Written exercise = Rewrite the stretch from the line containing "Note: pick out each instance of the tree silhouette" through the end of the records, keeping the requests. Multiply each coordinate in the answers by 0.85 and round to whole numbers, rounding halves up.

:::::

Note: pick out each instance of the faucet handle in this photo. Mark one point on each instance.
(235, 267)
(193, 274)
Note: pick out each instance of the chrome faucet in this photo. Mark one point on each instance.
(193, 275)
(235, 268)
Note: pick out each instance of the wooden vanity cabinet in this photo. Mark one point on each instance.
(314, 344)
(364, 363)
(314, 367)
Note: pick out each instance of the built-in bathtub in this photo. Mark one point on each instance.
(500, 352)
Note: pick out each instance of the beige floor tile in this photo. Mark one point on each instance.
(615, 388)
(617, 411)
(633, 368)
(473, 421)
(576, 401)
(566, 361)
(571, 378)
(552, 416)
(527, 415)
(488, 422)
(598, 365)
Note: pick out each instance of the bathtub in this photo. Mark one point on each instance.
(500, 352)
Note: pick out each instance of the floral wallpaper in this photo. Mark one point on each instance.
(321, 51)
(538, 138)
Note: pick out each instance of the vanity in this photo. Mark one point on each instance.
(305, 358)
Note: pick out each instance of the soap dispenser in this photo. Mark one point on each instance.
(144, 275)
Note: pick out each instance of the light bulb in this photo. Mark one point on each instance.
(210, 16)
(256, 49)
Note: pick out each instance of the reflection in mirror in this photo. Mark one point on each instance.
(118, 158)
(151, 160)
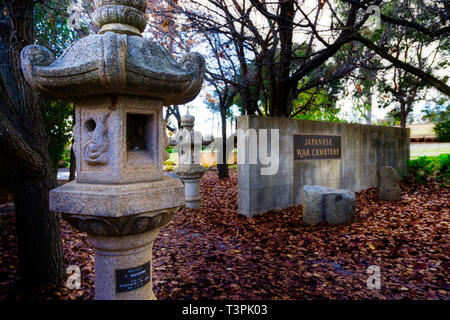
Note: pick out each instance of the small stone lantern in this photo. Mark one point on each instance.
(119, 82)
(189, 144)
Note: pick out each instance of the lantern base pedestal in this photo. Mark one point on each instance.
(192, 193)
(123, 266)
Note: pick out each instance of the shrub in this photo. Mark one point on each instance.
(442, 130)
(169, 163)
(169, 167)
(424, 168)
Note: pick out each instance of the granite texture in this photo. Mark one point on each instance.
(389, 184)
(116, 253)
(119, 82)
(192, 193)
(322, 204)
(113, 63)
(189, 143)
(119, 139)
(115, 201)
(364, 150)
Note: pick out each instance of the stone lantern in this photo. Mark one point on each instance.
(119, 82)
(189, 144)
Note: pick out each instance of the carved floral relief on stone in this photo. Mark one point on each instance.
(95, 150)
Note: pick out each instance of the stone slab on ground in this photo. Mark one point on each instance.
(323, 204)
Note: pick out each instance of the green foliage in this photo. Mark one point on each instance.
(51, 31)
(58, 124)
(440, 112)
(424, 168)
(442, 130)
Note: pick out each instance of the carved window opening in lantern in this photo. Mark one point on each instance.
(141, 139)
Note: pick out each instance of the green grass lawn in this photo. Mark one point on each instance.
(428, 149)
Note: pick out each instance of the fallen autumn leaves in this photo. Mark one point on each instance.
(214, 253)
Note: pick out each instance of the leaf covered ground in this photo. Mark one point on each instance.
(214, 253)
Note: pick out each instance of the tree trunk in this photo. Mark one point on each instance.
(28, 168)
(223, 168)
(403, 115)
(39, 236)
(73, 164)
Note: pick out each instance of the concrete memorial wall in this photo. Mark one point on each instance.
(331, 154)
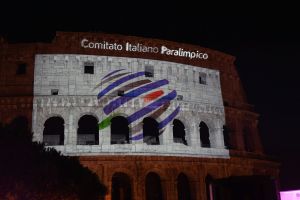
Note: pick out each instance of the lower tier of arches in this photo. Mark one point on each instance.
(172, 178)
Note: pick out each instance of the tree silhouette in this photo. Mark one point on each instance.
(28, 170)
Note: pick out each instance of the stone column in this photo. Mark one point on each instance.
(195, 135)
(167, 135)
(72, 133)
(216, 138)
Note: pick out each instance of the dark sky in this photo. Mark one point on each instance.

:::::

Output for this task =
Note: pick out each instance of the tree silhouette in this photo. Mark one point on each instance.
(24, 145)
Note: pick out each instance of the stone column in this photo. Mark one point on each instance.
(166, 115)
(142, 115)
(61, 113)
(184, 117)
Note: pick out each instance of the dark sky in this photo. Mark one point on each instance.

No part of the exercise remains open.